§ RECORDS TO PROCESS:
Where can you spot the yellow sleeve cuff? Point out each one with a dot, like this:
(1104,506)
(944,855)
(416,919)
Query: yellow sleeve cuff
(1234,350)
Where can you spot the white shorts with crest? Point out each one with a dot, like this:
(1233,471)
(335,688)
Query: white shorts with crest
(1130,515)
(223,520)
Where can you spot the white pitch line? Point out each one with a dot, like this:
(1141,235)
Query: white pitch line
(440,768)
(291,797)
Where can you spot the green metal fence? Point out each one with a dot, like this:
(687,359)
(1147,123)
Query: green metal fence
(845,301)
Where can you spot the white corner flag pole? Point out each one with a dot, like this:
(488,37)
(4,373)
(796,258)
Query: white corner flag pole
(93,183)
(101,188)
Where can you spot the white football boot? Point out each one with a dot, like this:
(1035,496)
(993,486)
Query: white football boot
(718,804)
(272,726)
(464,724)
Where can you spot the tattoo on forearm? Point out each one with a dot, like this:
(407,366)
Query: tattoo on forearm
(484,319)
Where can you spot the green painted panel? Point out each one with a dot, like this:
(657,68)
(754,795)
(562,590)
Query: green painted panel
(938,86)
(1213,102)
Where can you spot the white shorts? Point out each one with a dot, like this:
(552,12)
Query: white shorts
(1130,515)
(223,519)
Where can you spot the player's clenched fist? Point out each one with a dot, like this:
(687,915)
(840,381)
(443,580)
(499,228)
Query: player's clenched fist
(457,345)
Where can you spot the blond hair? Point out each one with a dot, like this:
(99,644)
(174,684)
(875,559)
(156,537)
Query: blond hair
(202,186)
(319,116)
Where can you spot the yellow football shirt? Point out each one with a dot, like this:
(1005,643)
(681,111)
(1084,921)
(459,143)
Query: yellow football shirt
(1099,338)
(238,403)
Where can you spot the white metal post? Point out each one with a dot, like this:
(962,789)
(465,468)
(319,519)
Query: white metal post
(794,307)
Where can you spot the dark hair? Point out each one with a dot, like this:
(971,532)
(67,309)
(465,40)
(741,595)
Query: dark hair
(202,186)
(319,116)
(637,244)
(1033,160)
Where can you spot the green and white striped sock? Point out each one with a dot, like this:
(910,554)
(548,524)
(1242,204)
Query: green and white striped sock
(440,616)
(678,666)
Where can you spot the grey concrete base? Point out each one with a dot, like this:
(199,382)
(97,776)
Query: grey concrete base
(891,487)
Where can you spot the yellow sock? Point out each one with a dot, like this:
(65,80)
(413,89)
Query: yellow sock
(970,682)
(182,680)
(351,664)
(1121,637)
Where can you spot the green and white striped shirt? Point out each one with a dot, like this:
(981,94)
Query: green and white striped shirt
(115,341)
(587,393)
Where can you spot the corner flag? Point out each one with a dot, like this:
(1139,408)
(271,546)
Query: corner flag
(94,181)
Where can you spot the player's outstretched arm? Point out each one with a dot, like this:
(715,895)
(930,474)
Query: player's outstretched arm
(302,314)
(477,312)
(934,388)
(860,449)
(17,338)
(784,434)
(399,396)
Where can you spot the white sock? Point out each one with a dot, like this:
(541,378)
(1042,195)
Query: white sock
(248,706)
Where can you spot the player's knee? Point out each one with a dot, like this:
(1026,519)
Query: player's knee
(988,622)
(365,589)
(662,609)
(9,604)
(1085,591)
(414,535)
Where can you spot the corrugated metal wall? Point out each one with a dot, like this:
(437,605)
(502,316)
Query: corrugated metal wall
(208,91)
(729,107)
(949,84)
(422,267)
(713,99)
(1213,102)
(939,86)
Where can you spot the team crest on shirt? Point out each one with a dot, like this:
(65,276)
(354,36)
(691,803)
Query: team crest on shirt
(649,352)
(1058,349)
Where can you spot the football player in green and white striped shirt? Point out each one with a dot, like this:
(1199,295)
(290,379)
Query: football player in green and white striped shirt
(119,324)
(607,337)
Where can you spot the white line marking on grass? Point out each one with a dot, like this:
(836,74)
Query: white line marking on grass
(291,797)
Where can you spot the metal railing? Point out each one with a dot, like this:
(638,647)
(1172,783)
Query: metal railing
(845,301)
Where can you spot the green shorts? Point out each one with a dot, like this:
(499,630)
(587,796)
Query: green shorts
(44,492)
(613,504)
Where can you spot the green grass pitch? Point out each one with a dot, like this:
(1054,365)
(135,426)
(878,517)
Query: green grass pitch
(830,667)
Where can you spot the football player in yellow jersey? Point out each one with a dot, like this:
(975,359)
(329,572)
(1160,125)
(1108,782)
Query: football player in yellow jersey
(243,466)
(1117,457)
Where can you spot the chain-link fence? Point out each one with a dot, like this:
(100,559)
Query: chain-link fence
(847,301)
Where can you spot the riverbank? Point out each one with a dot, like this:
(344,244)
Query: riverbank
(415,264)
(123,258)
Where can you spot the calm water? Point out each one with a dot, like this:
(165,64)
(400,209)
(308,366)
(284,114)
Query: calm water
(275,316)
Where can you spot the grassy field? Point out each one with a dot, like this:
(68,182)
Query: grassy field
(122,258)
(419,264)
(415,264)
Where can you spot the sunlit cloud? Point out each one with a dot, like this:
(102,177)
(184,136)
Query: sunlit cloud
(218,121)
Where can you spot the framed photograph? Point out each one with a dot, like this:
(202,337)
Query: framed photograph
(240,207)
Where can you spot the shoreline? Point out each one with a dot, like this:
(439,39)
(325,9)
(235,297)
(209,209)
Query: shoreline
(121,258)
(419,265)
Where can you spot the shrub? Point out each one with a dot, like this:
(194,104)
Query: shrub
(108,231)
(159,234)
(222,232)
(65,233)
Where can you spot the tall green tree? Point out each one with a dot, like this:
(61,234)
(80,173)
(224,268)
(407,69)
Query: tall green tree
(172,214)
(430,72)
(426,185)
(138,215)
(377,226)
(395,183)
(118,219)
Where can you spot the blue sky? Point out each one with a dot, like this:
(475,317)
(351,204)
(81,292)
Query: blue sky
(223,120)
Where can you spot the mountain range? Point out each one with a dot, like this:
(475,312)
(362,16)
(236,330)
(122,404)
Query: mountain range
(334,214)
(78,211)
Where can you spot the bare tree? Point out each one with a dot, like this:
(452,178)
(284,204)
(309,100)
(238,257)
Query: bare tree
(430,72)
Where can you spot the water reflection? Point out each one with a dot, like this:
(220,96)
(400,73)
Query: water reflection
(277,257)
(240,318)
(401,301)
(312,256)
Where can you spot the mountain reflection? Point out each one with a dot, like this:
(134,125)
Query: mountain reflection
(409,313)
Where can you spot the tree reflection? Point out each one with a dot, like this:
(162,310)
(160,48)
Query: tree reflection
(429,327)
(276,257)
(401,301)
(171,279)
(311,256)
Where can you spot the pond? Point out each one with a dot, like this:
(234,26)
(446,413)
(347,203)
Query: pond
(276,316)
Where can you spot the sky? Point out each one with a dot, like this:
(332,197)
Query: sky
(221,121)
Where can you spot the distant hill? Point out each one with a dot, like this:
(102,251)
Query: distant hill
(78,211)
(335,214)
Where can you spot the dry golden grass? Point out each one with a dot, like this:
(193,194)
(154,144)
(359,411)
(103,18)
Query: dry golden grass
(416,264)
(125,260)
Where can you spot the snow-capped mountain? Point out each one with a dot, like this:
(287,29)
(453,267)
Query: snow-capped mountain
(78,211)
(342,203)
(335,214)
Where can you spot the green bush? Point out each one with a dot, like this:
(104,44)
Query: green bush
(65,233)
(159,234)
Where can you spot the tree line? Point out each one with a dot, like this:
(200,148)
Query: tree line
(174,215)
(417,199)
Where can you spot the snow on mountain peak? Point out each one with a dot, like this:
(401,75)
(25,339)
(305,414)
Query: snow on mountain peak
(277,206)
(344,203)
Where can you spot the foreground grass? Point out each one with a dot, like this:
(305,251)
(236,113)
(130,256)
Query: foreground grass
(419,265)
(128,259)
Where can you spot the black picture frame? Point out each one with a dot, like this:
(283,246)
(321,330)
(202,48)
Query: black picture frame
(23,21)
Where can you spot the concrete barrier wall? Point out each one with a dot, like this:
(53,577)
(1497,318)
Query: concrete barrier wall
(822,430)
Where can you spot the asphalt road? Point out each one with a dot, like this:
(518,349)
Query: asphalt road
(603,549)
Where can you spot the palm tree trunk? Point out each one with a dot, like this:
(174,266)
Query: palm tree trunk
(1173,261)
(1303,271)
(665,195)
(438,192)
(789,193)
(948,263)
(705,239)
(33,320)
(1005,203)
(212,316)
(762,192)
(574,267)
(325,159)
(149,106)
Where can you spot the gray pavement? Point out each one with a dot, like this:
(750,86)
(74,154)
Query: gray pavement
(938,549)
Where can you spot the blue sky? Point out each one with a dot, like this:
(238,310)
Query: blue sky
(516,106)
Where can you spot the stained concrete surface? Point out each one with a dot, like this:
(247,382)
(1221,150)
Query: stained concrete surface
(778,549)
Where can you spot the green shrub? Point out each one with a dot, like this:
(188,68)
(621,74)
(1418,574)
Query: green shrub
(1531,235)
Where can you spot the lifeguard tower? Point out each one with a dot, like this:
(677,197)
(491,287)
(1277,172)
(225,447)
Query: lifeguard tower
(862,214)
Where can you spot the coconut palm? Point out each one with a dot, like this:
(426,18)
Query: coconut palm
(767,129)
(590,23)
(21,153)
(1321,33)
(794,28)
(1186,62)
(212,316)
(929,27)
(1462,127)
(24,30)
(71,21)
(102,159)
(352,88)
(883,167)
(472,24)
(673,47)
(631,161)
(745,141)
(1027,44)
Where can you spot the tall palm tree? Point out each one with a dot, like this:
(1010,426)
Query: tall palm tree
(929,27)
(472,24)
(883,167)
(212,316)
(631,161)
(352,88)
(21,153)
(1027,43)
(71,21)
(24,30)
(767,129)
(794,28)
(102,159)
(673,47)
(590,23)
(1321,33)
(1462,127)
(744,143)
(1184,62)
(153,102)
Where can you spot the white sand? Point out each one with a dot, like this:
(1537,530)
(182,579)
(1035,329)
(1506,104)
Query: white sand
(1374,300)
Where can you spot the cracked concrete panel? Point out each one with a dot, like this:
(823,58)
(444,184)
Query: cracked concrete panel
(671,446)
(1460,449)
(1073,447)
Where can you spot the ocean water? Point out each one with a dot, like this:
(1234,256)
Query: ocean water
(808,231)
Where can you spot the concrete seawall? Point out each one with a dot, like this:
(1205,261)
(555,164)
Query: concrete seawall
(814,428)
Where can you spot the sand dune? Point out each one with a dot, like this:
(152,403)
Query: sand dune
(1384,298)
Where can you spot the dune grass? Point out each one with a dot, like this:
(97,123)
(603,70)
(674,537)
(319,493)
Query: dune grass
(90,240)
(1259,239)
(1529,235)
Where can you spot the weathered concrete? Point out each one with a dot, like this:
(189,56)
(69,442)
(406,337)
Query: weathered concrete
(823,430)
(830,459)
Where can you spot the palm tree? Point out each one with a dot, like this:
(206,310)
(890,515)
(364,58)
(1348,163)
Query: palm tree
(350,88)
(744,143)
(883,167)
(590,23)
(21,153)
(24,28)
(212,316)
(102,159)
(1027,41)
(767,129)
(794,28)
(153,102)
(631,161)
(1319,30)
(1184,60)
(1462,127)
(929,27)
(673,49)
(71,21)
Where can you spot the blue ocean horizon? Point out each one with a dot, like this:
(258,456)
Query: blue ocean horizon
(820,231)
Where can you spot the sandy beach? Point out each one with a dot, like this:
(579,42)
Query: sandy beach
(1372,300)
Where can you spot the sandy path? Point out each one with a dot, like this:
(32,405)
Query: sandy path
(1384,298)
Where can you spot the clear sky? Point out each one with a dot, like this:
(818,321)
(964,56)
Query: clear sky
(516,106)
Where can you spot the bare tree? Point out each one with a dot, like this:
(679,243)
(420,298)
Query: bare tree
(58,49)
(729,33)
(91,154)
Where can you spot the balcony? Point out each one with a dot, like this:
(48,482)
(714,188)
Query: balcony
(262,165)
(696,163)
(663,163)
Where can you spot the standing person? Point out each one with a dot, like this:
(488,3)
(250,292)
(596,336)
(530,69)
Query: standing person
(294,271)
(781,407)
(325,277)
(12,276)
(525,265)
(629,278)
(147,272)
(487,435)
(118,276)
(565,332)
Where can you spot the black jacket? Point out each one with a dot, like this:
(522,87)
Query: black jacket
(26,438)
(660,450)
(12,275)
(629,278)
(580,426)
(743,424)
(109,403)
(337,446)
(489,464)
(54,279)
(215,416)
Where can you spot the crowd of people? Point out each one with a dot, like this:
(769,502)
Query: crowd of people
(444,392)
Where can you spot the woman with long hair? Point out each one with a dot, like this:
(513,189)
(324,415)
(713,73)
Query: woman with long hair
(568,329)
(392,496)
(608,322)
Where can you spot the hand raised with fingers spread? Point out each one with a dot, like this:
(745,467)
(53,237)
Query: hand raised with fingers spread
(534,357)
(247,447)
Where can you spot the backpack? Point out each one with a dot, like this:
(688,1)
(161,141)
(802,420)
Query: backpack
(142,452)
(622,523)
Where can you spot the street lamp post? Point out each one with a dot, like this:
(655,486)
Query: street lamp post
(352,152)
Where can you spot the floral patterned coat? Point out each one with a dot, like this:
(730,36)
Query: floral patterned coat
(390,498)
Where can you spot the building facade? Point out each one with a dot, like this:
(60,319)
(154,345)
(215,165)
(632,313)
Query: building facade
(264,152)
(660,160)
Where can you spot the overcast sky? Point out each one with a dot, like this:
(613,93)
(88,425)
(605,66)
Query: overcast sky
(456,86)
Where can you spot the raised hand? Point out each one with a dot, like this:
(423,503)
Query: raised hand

§ WHAT THE TASK ASKS:
Each line from the one containing "Where can you spot the sandy path?" through the end of the entries, both included, is to be returned exactly, with no other lines.

§ SOLVED PROBLEM:
Where can you spot the sandy path? Point out each one with a dot, like this:
(32,405)
Query: sandy path
(1384,298)
Where can you spot the clear sky? Point out each one with a dot, like this:
(818,321)
(964,56)
Query: clear sky
(516,106)
Where can you spot the bare tree? Point out each one with a dot, like this:
(679,243)
(420,298)
Query: bare tree
(58,49)
(729,33)
(91,154)
Where can you spot the balcony? Point out each one with a dot, like this:
(48,482)
(714,188)
Query: balcony
(262,165)
(696,163)
(663,163)
Where can you spot the standing person? Point out each one with a dot, like this:
(488,3)
(250,292)
(596,336)
(530,69)
Query: standing person
(294,271)
(781,407)
(325,277)
(12,276)
(525,265)
(629,278)
(147,272)
(487,435)
(118,276)
(565,332)
Where can you spot the black jacket? Point out each one with a dot, like this:
(522,87)
Query: black jacket
(26,438)
(660,450)
(12,275)
(629,278)
(580,426)
(743,424)
(109,403)
(337,446)
(489,464)
(54,279)
(215,416)
Where can you spot the crowd of people? Point out each one with a dot, like this:
(769,502)
Query: crowd of people
(444,392)
Where can you spot the woman with long hair? Point out each one with a dot, like this:
(513,189)
(324,415)
(713,73)
Query: woman with long hair
(568,329)
(392,496)
(608,322)
Where can you spot the hand raised with fingers spread? Point out each one with a dot, like this:
(745,467)
(53,237)
Query: hand raised with fingers spread
(534,357)
(247,447)
Where can you spot the backpack? Point out each one with a dot, like this:
(688,1)
(161,141)
(802,420)
Query: backpack
(142,452)
(622,523)
Where can you spot the street lamp post? Point out each one with a dot, like this:
(655,486)
Query: street lamp post
(352,152)
Where can you spot the floral patterned coat? Point out each one with a dot, like this:
(730,36)
Query: floral patterned coat
(390,498)
Where can you spot the building facade? Point out each one with a dot, like this:
(60,319)
(154,345)
(215,165)
(632,313)
Query: building facade
(264,152)
(660,160)
Where can you spot the overcast sky? Point out each one with a dot, like this:
(613,93)
(88,425)
(605,66)
Query: overcast sky
(456,86)
Where can you spot the raised hand? Point out each one with a dot, like this:
(423,503)
Query: raised hand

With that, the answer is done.